- **Exercise description**:
Can you transcribe the data exactly? Leave the pictures out.

[START Data section]

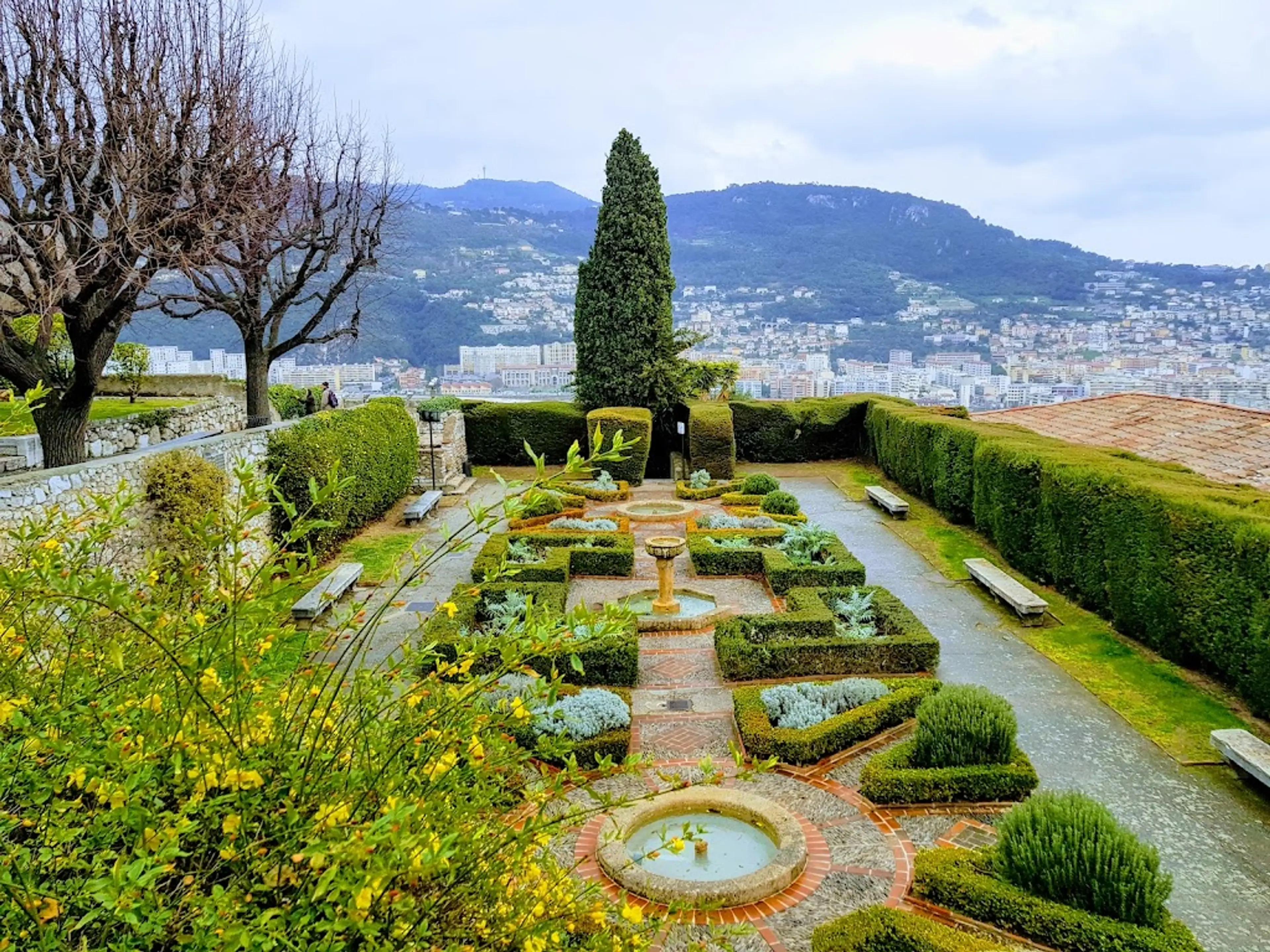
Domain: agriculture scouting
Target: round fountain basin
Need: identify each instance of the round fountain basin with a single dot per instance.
(755, 850)
(732, 847)
(658, 511)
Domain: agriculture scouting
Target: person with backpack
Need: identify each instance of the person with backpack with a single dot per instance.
(329, 402)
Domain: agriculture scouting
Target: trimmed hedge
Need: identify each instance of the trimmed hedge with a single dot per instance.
(1179, 563)
(712, 444)
(891, 777)
(376, 444)
(810, 746)
(613, 660)
(802, 640)
(801, 431)
(683, 491)
(782, 574)
(962, 880)
(882, 930)
(497, 432)
(609, 554)
(635, 423)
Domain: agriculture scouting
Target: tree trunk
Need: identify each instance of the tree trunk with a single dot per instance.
(257, 384)
(62, 426)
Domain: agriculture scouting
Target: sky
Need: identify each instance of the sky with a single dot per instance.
(1136, 129)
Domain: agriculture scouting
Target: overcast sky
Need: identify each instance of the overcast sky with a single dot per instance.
(1138, 129)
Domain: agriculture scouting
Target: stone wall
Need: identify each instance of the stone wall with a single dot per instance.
(122, 435)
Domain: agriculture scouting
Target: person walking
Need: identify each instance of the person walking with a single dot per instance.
(329, 402)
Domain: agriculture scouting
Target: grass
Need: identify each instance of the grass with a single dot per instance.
(103, 409)
(1174, 707)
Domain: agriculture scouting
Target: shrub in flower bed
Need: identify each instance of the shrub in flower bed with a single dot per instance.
(882, 930)
(808, 746)
(962, 752)
(803, 640)
(564, 555)
(606, 659)
(967, 883)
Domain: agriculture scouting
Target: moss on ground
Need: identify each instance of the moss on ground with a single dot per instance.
(1174, 707)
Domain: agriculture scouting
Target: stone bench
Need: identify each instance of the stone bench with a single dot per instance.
(420, 508)
(327, 592)
(1027, 603)
(1246, 752)
(888, 500)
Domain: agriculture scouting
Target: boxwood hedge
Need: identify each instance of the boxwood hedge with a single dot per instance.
(712, 445)
(808, 746)
(889, 777)
(882, 930)
(376, 444)
(606, 660)
(962, 880)
(802, 640)
(568, 554)
(497, 432)
(637, 424)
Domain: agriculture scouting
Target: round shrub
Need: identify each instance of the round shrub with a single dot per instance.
(759, 484)
(541, 504)
(780, 502)
(1070, 849)
(964, 725)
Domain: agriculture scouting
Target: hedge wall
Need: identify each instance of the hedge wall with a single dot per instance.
(802, 640)
(497, 432)
(962, 880)
(882, 930)
(376, 445)
(889, 777)
(635, 423)
(801, 431)
(810, 746)
(1171, 559)
(712, 444)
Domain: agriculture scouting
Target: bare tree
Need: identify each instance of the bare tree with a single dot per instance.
(121, 133)
(281, 268)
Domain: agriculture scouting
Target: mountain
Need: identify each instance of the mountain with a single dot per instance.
(536, 197)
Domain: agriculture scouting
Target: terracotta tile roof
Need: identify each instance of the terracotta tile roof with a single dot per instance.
(1222, 442)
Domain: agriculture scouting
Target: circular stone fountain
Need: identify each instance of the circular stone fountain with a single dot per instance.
(752, 849)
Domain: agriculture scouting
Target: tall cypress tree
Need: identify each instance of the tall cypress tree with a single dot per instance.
(623, 322)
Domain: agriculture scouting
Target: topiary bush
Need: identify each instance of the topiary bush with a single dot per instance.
(780, 503)
(1070, 849)
(376, 445)
(712, 444)
(637, 424)
(182, 488)
(759, 484)
(962, 727)
(497, 433)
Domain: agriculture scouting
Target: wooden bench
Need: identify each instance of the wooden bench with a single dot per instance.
(1246, 752)
(888, 500)
(1029, 606)
(327, 592)
(420, 508)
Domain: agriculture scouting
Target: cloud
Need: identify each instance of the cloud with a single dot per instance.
(1136, 129)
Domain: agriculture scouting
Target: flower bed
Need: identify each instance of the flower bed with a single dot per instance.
(567, 554)
(882, 930)
(962, 880)
(613, 659)
(808, 746)
(803, 640)
(891, 777)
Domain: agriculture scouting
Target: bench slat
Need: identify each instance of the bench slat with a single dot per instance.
(327, 592)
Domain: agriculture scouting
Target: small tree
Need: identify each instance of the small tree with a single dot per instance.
(131, 365)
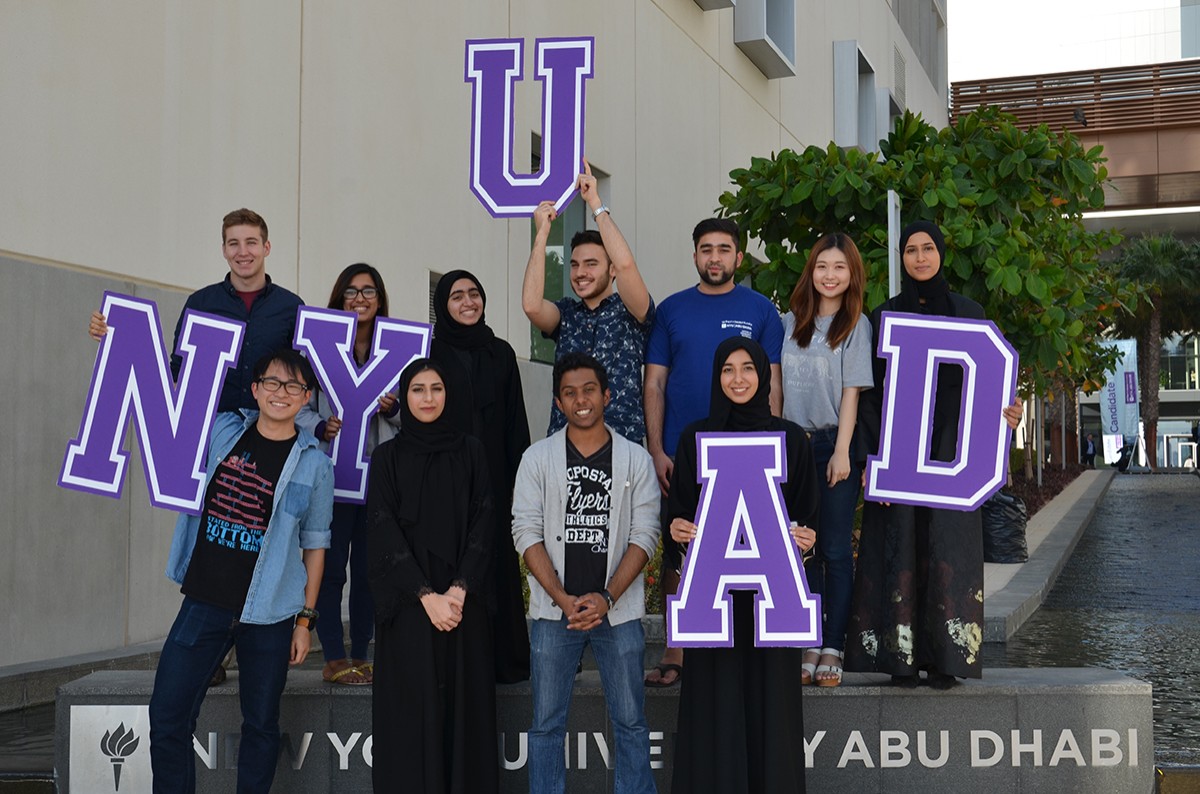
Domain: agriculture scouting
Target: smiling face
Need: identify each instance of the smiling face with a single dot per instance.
(921, 258)
(717, 258)
(591, 271)
(364, 307)
(465, 305)
(581, 398)
(426, 396)
(245, 250)
(279, 405)
(739, 378)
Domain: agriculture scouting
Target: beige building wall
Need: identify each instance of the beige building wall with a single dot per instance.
(131, 127)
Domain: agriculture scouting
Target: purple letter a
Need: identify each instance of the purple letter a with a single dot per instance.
(905, 470)
(131, 376)
(493, 66)
(742, 543)
(327, 337)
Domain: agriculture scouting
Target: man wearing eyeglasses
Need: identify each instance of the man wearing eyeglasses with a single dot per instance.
(250, 567)
(249, 295)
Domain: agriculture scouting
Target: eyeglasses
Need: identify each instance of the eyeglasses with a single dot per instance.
(293, 388)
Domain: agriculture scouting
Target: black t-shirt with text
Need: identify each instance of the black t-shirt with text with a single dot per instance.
(586, 524)
(237, 511)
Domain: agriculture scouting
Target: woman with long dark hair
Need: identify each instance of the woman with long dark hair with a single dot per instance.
(918, 588)
(359, 288)
(826, 362)
(739, 709)
(484, 398)
(433, 711)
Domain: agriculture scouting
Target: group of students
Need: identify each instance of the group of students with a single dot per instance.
(456, 493)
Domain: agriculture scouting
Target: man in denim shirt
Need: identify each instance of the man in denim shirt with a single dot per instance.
(612, 326)
(250, 567)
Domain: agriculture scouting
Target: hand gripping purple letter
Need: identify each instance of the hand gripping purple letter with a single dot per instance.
(493, 66)
(132, 376)
(742, 543)
(327, 338)
(904, 470)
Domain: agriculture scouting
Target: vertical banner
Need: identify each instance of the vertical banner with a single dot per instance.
(743, 542)
(493, 67)
(327, 337)
(1120, 410)
(905, 471)
(132, 377)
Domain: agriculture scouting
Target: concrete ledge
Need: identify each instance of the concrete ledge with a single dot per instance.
(1013, 593)
(1017, 729)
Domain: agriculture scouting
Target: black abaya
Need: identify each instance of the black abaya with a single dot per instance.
(741, 721)
(433, 717)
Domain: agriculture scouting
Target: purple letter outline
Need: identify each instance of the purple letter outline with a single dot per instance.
(493, 66)
(327, 337)
(742, 543)
(905, 471)
(132, 376)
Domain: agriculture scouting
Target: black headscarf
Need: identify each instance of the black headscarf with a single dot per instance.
(466, 355)
(931, 296)
(726, 415)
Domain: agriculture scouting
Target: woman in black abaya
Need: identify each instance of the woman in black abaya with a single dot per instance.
(429, 540)
(484, 399)
(741, 729)
(918, 587)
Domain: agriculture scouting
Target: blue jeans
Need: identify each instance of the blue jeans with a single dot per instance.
(348, 543)
(555, 655)
(197, 643)
(831, 572)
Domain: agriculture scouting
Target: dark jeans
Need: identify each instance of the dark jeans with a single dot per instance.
(348, 543)
(831, 572)
(197, 643)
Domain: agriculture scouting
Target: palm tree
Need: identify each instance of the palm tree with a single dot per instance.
(1168, 272)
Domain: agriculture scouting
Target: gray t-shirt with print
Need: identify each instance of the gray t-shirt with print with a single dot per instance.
(815, 376)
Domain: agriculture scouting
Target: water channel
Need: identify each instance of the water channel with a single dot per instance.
(1128, 600)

[END Data section]

- **The output**:
Domain: agriculture scouting
Target: round fountain basin
Need: identify each instance of the round fountain basin with a single dot per instance.
(755, 850)
(732, 847)
(658, 511)
Domain: agriculture scouting
Target: person with backpack
Need: identify each instance of the person with backpack with a single dot per instance.
(329, 402)
Domain: agriculture scouting
Target: trimmed hedge
Need: identify each instance of the trimmed hedge with a single dot per instance.
(1179, 563)
(712, 444)
(891, 777)
(376, 444)
(810, 746)
(613, 660)
(802, 640)
(801, 431)
(683, 491)
(782, 574)
(962, 880)
(882, 930)
(497, 432)
(609, 554)
(635, 423)
Domain: agriculture scouting
Target: tree trunk
Need: identify each instance of the tree trunk with a single dot per instance.
(257, 384)
(62, 426)
Domain: agriculture scouting
Target: sky
Need: identify each instance of the sky with a single dot per instance.
(1136, 129)
Domain: agriculture scouting
Target: overcast sky
Need: identify each instance of the overcast sky with a single dot per instance.
(1138, 129)
Domain: agriculture scouting
Target: stone wall
Need: identify each instance of the stone wall with a single dot per instance.
(122, 435)
Domain: agriculture scouting
Target: person walking
Need: identify each instance of the person walking with a single dot per instance.
(329, 402)
Domain: agriculture scouting
Target: grass
Need: identify each instance of the grass with a single dot per instance.
(103, 409)
(1174, 707)
Domain: agriculture scouting
Target: shrub in flower bed
Need: identify each instance of the shrub in flower bed with a single dot per instance.
(882, 930)
(808, 746)
(962, 752)
(803, 640)
(564, 555)
(606, 659)
(967, 883)
Domain: agriculture scouting
Target: moss on ground
Need: identify each instance of the moss on ground with a single dot per instance.
(1174, 707)
Domain: agriculture scouting
Target: stone bench
Need: identify each instance of the stone bench with a single dot per instance.
(420, 508)
(327, 592)
(1027, 603)
(1246, 752)
(888, 500)
Domain: agriculture scouting
Target: boxwood hedge
Need: identify each instance of the boxwood hedge with a single dot per instance.
(712, 445)
(808, 746)
(889, 777)
(882, 930)
(376, 444)
(606, 660)
(962, 880)
(802, 640)
(568, 554)
(497, 432)
(637, 424)
Domain: agriculture scouting
Target: round shrub
Need: identify each instance of the round shrub with a single dot per instance.
(759, 484)
(541, 504)
(780, 502)
(1070, 849)
(964, 725)
Domain: agriculture scouting
Target: hedge wall
Need: identify each instance of the hedge wall with a single dot per instance.
(802, 640)
(497, 432)
(962, 880)
(882, 930)
(376, 445)
(889, 777)
(635, 423)
(801, 431)
(810, 746)
(1171, 559)
(712, 444)
Domain: agriculture scouting
Target: bare tree
Need: identify each instance of the bare tree with a single dot per instance.
(121, 133)
(281, 268)
Domain: agriculture scouting
Target: mountain
Need: identify each instance of the mountain with a single dot per instance.
(536, 197)
Domain: agriculture scouting
Target: terracotta tile roof
Need: identify each instance of the terracotta tile roof with a single dot per instance.
(1222, 442)
Domain: agriculture scouting
Target: circular stone fountain
Need: identify each instance of the circular stone fountain with a single dot per instance.
(752, 849)
Domain: agriculture scouting
Target: tall cypress tree
Need: identify each instance of the tall cypress tree with a single dot per instance.
(623, 322)
Domain: agriculture scouting
Target: topiary bush
Need: identify each instance of the topiary bush with a single dot per instance.
(780, 503)
(1070, 849)
(376, 445)
(712, 444)
(637, 424)
(182, 488)
(759, 484)
(962, 727)
(497, 433)
Domain: agriculture scouting
Target: wooden bench
Need: identify each instance of the wooden bench with a single dot per instance.
(1246, 752)
(888, 500)
(1029, 606)
(327, 592)
(420, 508)
Domain: agriculture scouting
Target: cloud
Need: identify each instance of the cloud with a single dot per instance.
(1136, 129)
Domain: agriculture scouting
Target: flower bed
Need: identify each instance of the flower bed with a single dot per instance.
(567, 554)
(882, 930)
(962, 880)
(613, 659)
(808, 746)
(803, 640)
(891, 777)
Domain: agriculture scouting
Target: bench slat
Need: identify each instance of the bench slat with a single dot per instance.
(327, 592)
Domain: agriculture scouting
Target: small tree
Need: identify each instance of the small tree with a single dot per instance.
(131, 365)
Domain: agriculture scouting
Target: smiling face
Need: identify each instance of the smiling face with a single dot per instance.
(921, 258)
(717, 258)
(591, 271)
(364, 307)
(465, 305)
(581, 398)
(426, 396)
(245, 250)
(279, 405)
(739, 378)
Domain: agriculture scouting
Target: beige building wall
Need: identify each instance of the beige building wall with a single dot per instance.
(131, 127)
Domain: agriculture scouting
Target: purple letter a
Need: identify each instance of the purple letter a with a single dot per instance.
(905, 470)
(131, 376)
(493, 66)
(742, 543)
(327, 337)
Domain: agriculture scouting
Target: man wearing eyeglasses
Need: identify each instance of the man wearing eyeglasses with a single dot per instance.
(250, 567)
(249, 295)
Domain: agriculture scouting
Target: eyeglasses
Need: identify each instance of the eyeglasses with a single dot per instance.
(293, 388)
Domain: agriculture scouting
Target: black t-shirt with text
Need: identify each instance of the black t-shirt with text with a single dot per instance.
(586, 524)
(237, 511)
Domain: agriculture scouting
Target: woman with long dark hair
Need: identify each instance of the woman with long dark hair with a single dot per instance.
(918, 588)
(359, 288)
(826, 362)
(739, 709)
(484, 398)
(433, 711)
Domain: agriculture scouting
Target: group of students
Need: identify each instance of the group of students with a single dot per instance.
(456, 493)
Domain: agriculture scouting
Target: man in denim shirt
Need: identify each instance of the man in denim shirt with a single dot per instance.
(612, 326)
(250, 567)
Domain: agriculture scouting
Target: hand gripping purple letter
Need: identify each instance of the hand gripping purple letter with a single dot per instance.
(493, 66)
(132, 376)
(742, 543)
(327, 338)
(904, 470)
Domain: agriculture scouting
Target: vertical banner
Need: identify each instance of the vertical banner with a single dot per instance.
(743, 542)
(493, 67)
(327, 337)
(1120, 410)
(905, 471)
(132, 377)
Domain: agriculture scouting
Target: concrete ledge
Need: identify each instance of the concrete ledge with a single dot per instance.
(1013, 593)
(1017, 729)
Domain: agriculture scouting
Target: black abaya
Need: identify each instance of the black abaya with a single dot per instance.
(741, 721)
(433, 717)
Domain: agriculture scouting
Target: purple letter outline
Need: identify each instance of the purple letter outline with a single dot per instance.
(493, 66)
(327, 337)
(742, 543)
(905, 471)
(132, 376)
Domain: agriculture scouting
Target: black headscarf
Need: identify each instance of the black headscarf with a single dot per instance.
(466, 355)
(931, 296)
(726, 415)
Domain: agriculture scouting
Target: woman in black abaya
Need: identify each instance of the woman in black abaya with a single dot per instance.
(429, 540)
(484, 399)
(741, 729)
(918, 587)
Domain: agriculture scouting
Target: blue jeans
Need: identify each instance of the blue jeans with a single dot per instance.
(348, 543)
(555, 655)
(197, 643)
(831, 572)
Domain: agriculture scouting
Target: dark jeans
Need: identify each instance of the dark jeans with a single dot per instance.
(348, 543)
(831, 572)
(197, 643)
Domain: agriculture scouting
Target: palm tree
Need: identify each instance of the palm tree with a single dot per instance.
(1168, 272)
Domain: agriculture scouting
Target: gray t-shirt with print
Need: identify each instance of the gray t-shirt with print with a single dot per instance.
(815, 376)
Domain: agriculture scouting
Target: water channel
Need: identify each instance of the water channel with a single dot per instance.
(1128, 600)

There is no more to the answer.